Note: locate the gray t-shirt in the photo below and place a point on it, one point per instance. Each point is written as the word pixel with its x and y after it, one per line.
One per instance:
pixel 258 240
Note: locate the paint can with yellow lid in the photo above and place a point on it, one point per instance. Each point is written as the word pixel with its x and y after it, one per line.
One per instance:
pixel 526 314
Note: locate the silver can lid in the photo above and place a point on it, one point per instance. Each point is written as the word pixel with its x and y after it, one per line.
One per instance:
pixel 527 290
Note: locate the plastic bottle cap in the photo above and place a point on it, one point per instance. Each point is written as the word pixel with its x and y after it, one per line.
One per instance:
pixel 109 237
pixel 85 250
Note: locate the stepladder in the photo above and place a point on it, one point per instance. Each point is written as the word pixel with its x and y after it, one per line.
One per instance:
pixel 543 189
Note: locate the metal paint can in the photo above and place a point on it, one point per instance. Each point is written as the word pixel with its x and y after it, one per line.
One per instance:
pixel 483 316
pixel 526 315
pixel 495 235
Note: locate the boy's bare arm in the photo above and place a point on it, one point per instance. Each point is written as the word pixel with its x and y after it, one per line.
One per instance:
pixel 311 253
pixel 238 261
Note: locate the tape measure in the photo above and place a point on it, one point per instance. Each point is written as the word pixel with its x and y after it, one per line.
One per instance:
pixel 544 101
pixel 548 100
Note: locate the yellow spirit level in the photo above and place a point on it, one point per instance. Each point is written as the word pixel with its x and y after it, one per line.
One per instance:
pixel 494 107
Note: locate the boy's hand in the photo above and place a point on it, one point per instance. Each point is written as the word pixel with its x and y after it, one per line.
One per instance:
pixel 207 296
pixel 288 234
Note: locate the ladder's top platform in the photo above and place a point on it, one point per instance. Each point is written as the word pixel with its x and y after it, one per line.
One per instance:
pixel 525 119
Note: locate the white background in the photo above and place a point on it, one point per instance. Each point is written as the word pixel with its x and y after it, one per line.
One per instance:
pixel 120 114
• • • • •
- _EXERCISE GOAL_
Render all of the data above as a Markdown table with two columns, Row and Line. Give each line its own numbered row and leave out any blank lines.

- _EXPECTED ANSWER_
| Row | Line |
|---|---|
| 1 | Note: locate the gray t-shirt in the photo below and place a point on it, one point per instance. Each point is written as the word pixel with its x and y after it, one per line. |
| 2 | One per instance: |
| 3 | pixel 258 240 |
| 4 | Note: locate the paint can with yellow lid in the photo above and place a point on it, one point per instance. Each point is written as the word pixel with its x and y after it, one per line. |
| 5 | One per instance: |
| 6 | pixel 526 314 |
| 7 | Note: locate the silver can lid in the photo above and place a point on it, one point per instance. Each point is written as the word pixel with its x and y after it, one per line. |
| 8 | One per instance: |
| 9 | pixel 527 290 |
| 10 | Note: locate the plastic bottle cap in the photo above and place a point on it, one point per instance. Each point is written as the word pixel with its x and y after it, one per line. |
| 11 | One per instance: |
| 12 | pixel 109 237 |
| 13 | pixel 85 250 |
| 14 | Note: locate the stepladder in the photo above and place a point on it, one point per instance. Each point is written as the word pixel with its x and y after it, one per line. |
| 15 | One per instance: |
| 16 | pixel 543 189 |
| 17 | Note: locate the metal paint can in the photo above and place a point on it, one point per instance. Each point is written as the word pixel with its x and y after it, one per line. |
| 18 | One per instance: |
| 19 | pixel 483 316 |
| 20 | pixel 526 315 |
| 21 | pixel 495 235 |
| 22 | Note: locate the boy's bare arm in the photo above and place a point on it, one point per instance. Each point is written as the word pixel with its x and y after it, one per line. |
| 23 | One per instance: |
| 24 | pixel 311 253 |
| 25 | pixel 238 261 |
| 26 | Note: locate the tape measure in the photo above and place a point on it, one point per instance. Each point is written as the word pixel with its x and y after it, one per line. |
| 27 | One per instance: |
| 28 | pixel 544 101 |
| 29 | pixel 548 100 |
| 30 | Note: locate the yellow spirit level in the photo above and place a point on it, one point per instance. Each point is written as the word pixel with its x and y after it, one per line. |
| 31 | One per instance: |
| 32 | pixel 494 107 |
| 33 | Note: locate the boy's hand in the photo above and place a point on it, one point per instance. Each point is written as the word pixel with its x and y after it, one per line. |
| 34 | One per instance: |
| 35 | pixel 207 296 |
| 36 | pixel 288 234 |
| 37 | Note: locate the ladder's top platform in the photo above and place a point on it, one point per instance. Each point is written as the word pixel with its x and y after it, one per line. |
| 38 | One per instance: |
| 39 | pixel 525 119 |
| 40 | Note: locate the white background in the photo above and place a point on it, one point per instance. Each point is written as the word pixel with its x and y after it, one per line. |
| 41 | One per instance: |
| 42 | pixel 120 114 |